(Stored records)
• • •

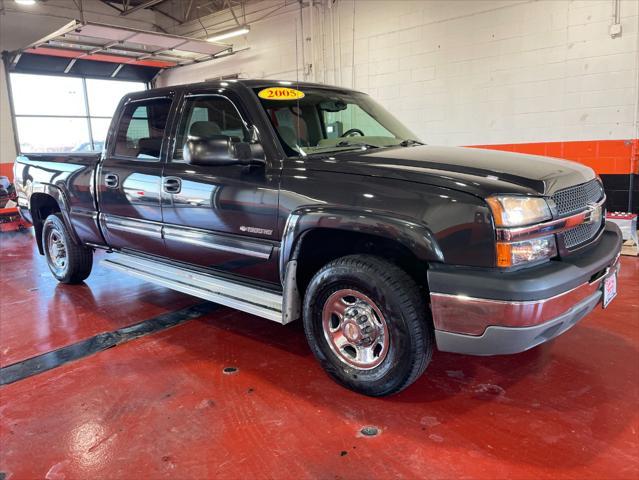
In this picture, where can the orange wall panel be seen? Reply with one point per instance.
(604, 156)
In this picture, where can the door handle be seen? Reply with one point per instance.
(111, 180)
(172, 185)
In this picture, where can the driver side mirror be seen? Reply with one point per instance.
(220, 150)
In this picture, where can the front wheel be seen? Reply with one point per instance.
(366, 323)
(68, 262)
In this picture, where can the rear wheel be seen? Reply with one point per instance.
(366, 322)
(68, 262)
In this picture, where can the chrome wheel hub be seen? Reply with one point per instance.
(57, 250)
(355, 329)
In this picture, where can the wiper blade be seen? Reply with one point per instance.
(409, 142)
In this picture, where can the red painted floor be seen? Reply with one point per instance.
(161, 407)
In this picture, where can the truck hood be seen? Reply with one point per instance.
(476, 171)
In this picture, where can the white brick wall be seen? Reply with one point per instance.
(461, 72)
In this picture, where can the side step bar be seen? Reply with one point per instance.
(215, 289)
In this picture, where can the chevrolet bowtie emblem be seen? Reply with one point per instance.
(593, 214)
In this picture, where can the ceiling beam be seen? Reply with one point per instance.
(148, 4)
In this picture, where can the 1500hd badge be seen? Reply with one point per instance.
(259, 231)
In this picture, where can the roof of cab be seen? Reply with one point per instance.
(236, 83)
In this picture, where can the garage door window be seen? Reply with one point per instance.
(65, 114)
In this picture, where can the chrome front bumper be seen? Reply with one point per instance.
(475, 325)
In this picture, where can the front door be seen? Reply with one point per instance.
(219, 217)
(129, 180)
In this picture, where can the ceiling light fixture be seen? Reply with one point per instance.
(233, 32)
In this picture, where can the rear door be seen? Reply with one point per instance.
(220, 217)
(129, 180)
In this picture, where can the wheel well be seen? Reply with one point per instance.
(320, 246)
(42, 205)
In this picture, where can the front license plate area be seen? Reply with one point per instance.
(609, 289)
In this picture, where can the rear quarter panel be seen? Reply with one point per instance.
(69, 178)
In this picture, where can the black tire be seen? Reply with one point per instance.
(78, 260)
(399, 300)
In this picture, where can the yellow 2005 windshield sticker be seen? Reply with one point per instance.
(280, 93)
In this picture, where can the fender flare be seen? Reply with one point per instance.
(58, 195)
(408, 233)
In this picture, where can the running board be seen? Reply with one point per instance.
(215, 289)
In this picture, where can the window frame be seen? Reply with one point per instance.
(115, 128)
(88, 117)
(181, 111)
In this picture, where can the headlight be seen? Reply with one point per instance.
(525, 251)
(514, 211)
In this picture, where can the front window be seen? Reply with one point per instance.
(316, 120)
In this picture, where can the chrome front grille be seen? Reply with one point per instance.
(574, 199)
(580, 234)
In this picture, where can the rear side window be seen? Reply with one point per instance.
(141, 129)
(209, 117)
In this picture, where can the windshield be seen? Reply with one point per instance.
(315, 120)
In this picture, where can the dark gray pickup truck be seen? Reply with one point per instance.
(294, 201)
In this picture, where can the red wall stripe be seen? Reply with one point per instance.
(604, 156)
(6, 170)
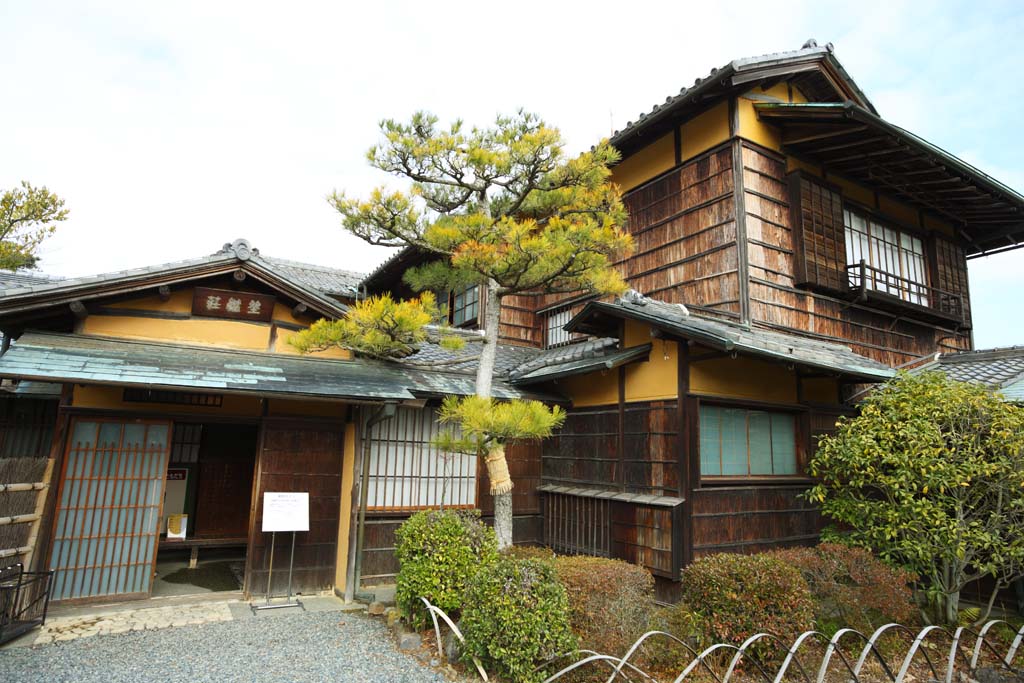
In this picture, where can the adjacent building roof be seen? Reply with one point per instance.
(855, 142)
(89, 359)
(315, 286)
(814, 70)
(675, 319)
(997, 369)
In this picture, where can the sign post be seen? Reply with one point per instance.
(284, 512)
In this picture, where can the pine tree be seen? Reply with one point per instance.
(505, 208)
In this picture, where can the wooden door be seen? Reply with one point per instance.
(298, 457)
(107, 522)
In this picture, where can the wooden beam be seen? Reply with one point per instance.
(800, 139)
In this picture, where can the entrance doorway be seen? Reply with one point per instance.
(209, 481)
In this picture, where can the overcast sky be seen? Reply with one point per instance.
(171, 128)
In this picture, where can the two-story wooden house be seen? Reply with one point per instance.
(791, 246)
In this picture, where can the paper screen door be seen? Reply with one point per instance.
(107, 525)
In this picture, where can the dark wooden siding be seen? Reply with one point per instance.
(749, 519)
(815, 219)
(298, 457)
(777, 302)
(379, 563)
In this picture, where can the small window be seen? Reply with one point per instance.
(742, 442)
(554, 322)
(466, 305)
(894, 259)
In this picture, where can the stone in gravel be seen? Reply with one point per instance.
(409, 640)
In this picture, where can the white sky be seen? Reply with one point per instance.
(172, 128)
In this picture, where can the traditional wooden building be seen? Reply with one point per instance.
(172, 389)
(791, 246)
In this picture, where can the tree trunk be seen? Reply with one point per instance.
(484, 374)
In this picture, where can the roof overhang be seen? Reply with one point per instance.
(854, 142)
(608, 360)
(89, 359)
(814, 70)
(36, 299)
(600, 316)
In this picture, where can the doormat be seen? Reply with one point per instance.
(212, 577)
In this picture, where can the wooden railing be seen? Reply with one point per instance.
(866, 280)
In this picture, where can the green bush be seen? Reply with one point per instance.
(737, 596)
(609, 601)
(515, 616)
(852, 588)
(438, 552)
(665, 654)
(542, 553)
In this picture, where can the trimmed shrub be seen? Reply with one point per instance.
(515, 616)
(852, 588)
(737, 596)
(609, 601)
(542, 553)
(438, 552)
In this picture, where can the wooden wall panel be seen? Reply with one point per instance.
(748, 519)
(298, 457)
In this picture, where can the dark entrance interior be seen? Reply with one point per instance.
(209, 480)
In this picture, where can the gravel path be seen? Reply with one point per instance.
(313, 646)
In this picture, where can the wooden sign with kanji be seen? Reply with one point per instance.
(236, 305)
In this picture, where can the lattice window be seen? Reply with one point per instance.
(736, 441)
(895, 259)
(408, 472)
(466, 305)
(185, 442)
(553, 323)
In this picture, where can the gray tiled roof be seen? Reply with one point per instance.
(17, 279)
(725, 336)
(318, 284)
(690, 93)
(334, 282)
(996, 369)
(81, 358)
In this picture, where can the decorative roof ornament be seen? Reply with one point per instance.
(241, 249)
(634, 297)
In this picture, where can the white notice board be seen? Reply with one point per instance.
(286, 511)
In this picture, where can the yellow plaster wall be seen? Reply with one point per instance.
(821, 389)
(752, 127)
(705, 131)
(656, 158)
(179, 302)
(207, 332)
(658, 377)
(311, 409)
(281, 345)
(901, 212)
(599, 388)
(345, 517)
(111, 398)
(743, 378)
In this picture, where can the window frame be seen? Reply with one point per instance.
(800, 417)
(905, 289)
(455, 309)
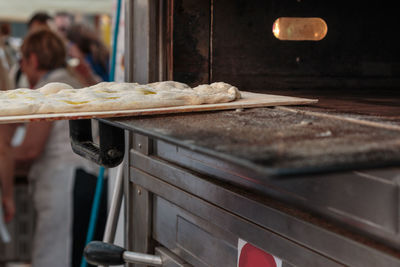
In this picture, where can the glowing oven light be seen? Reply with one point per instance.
(299, 29)
(276, 29)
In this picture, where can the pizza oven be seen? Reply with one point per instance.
(314, 185)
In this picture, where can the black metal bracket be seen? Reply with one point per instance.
(110, 150)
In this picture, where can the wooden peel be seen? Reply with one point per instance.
(248, 100)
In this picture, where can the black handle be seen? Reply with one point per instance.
(100, 253)
(110, 150)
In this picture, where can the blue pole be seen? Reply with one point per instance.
(100, 178)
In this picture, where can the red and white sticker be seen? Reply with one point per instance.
(251, 256)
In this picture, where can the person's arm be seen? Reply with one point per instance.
(7, 171)
(32, 146)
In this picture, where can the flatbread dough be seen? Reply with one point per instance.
(112, 96)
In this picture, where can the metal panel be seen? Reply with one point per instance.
(141, 55)
(303, 228)
(264, 239)
(361, 199)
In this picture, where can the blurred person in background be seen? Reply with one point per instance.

• • •

• **Given exercise**: Give again the part that opens with the line containing "In this picture, where can the metal" and runs through the end of the items, substituting "person in the distance" for "blurred person in background" and leaving everything else unchanged.

• **Solution below**:
In this picture, where can the metal panel be seen? Reply with one point per instance.
(141, 55)
(303, 228)
(264, 239)
(361, 199)
In this picture, where can the person in the distance be seen? Reply with one point per instance.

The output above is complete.